Task details → Reproduce every item below verbatim, leaving out the images.
** BEGIN Provided material **
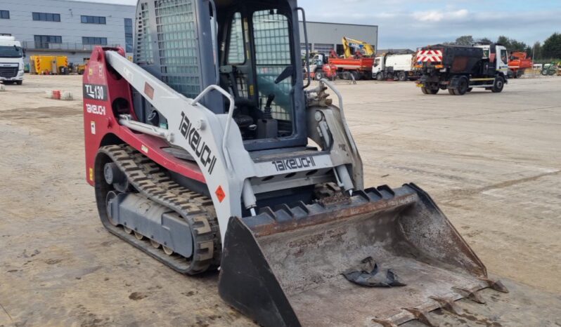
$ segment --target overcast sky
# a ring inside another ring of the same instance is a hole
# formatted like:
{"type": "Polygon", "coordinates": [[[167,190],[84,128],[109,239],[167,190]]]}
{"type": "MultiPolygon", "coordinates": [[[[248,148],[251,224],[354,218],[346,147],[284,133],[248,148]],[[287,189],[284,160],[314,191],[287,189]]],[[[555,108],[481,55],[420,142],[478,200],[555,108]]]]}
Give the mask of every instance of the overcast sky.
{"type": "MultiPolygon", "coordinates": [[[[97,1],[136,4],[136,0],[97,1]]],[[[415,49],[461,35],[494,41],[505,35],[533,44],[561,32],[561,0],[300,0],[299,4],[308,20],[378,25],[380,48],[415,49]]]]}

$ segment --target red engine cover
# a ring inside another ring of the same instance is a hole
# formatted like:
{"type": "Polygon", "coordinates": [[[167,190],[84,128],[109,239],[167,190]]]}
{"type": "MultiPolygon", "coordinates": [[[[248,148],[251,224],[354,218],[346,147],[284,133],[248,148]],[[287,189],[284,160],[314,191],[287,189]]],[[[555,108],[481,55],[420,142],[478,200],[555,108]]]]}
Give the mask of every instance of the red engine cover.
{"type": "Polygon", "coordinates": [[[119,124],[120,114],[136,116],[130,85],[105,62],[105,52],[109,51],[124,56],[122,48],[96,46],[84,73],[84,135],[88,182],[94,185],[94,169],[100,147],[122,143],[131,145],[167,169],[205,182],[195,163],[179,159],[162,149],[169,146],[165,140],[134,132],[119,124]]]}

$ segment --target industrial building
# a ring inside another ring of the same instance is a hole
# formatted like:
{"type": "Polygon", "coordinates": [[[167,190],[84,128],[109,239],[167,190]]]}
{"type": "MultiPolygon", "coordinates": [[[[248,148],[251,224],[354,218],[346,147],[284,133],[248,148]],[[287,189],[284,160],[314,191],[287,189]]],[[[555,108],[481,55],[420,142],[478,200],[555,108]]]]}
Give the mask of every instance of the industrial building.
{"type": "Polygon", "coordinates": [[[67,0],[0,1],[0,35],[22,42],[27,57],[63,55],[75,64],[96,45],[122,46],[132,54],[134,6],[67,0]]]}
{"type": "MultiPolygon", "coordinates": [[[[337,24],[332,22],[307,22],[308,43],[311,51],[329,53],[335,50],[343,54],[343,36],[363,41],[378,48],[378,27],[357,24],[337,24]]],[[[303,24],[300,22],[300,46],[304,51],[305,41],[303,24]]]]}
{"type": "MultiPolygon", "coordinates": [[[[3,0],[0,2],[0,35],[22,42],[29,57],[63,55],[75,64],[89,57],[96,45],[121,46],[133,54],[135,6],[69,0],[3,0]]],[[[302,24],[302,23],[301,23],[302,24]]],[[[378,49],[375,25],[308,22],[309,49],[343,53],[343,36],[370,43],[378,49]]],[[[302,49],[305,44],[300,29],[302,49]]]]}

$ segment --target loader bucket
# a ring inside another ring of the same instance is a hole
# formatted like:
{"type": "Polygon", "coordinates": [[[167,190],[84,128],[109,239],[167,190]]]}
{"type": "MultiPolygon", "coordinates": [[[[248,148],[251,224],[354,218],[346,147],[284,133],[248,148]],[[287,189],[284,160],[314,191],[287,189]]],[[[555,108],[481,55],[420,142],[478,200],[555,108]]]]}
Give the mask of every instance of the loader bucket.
** END Provided material **
Exercise response →
$ segment --target overcast sky
# a ring inside another ring of the same instance is a hole
# formatted like:
{"type": "Polygon", "coordinates": [[[167,190],[84,128],[109,239],[167,190]]]}
{"type": "MultiPolygon", "coordinates": [[[[248,148],[251,224],[354,218],[346,147],[284,133],[248,148]],[[287,189],[284,160],[314,191],[287,189]]],[[[555,108],[481,55],[420,142],[478,200],[555,108]]]]}
Give the mask of every instance of the overcast sky.
{"type": "MultiPolygon", "coordinates": [[[[97,1],[136,4],[136,0],[97,1]]],[[[415,49],[461,35],[494,41],[505,35],[533,44],[561,32],[561,0],[300,0],[299,4],[308,20],[378,25],[380,48],[415,49]]]]}

$ segment --target red engine cover
# a ring inside another ring of the same instance is a hole
# formatted like:
{"type": "Polygon", "coordinates": [[[167,190],[84,128],[109,239],[167,190]]]}
{"type": "MultiPolygon", "coordinates": [[[[248,148],[251,224],[354,218],[346,147],[284,133],[248,148]],[[287,189],[284,160],[314,191],[287,189]]],[[[555,108],[481,55],[420,142],[478,200],[555,108]]]]}
Give the mask of every instance of the red engine cover.
{"type": "Polygon", "coordinates": [[[119,124],[120,114],[136,116],[130,85],[105,62],[105,52],[109,51],[124,56],[122,48],[96,46],[84,73],[84,135],[88,182],[94,185],[94,169],[100,147],[122,143],[131,145],[167,169],[205,182],[195,163],[179,159],[162,149],[169,146],[165,140],[134,132],[119,124]]]}

$ segment --target industrial building
# a ring inside another ring of the same instance is a hole
# formatted like:
{"type": "Polygon", "coordinates": [[[167,190],[84,128],[109,239],[167,190]]]}
{"type": "MultiPolygon", "coordinates": [[[[248,148],[251,224],[354,218],[346,147],[284,133],[248,148]],[[287,189],[284,160],[314,191],[287,189]]],[[[555,108],[481,55],[420,142],[478,200],[555,108]]]]}
Give the mask of every instance of the industrial building.
{"type": "Polygon", "coordinates": [[[67,0],[0,1],[0,35],[22,42],[27,57],[63,55],[75,64],[96,45],[122,46],[132,54],[134,6],[67,0]]]}
{"type": "MultiPolygon", "coordinates": [[[[337,24],[332,22],[307,22],[308,43],[311,51],[329,53],[335,50],[343,54],[343,36],[363,41],[378,48],[378,27],[357,24],[337,24]]],[[[303,24],[300,22],[300,46],[304,51],[305,41],[303,24]]]]}
{"type": "MultiPolygon", "coordinates": [[[[3,0],[0,2],[0,35],[22,42],[29,57],[63,55],[75,64],[89,57],[96,45],[121,46],[133,54],[135,6],[69,0],[3,0]]],[[[302,24],[302,23],[301,23],[302,24]]],[[[378,49],[375,25],[308,22],[309,49],[343,53],[343,36],[370,43],[378,49]]],[[[302,49],[305,44],[300,29],[302,49]]]]}

$ segment --target loader bucket
# a ring inside another ring of the same instance is a hole
# formatted like:
{"type": "Polygon", "coordinates": [[[167,190],[84,128],[109,239],[167,190]]]}
{"type": "MultiPolygon", "coordinates": [[[[248,148],[251,224],[354,218],[346,147],[284,133],[248,148]],[[287,189],[284,160],[314,191],[287,189]]],[[[555,108],[481,55],[420,142],[478,200],[555,108]]]]}
Give the mask of every instance of the loader bucket.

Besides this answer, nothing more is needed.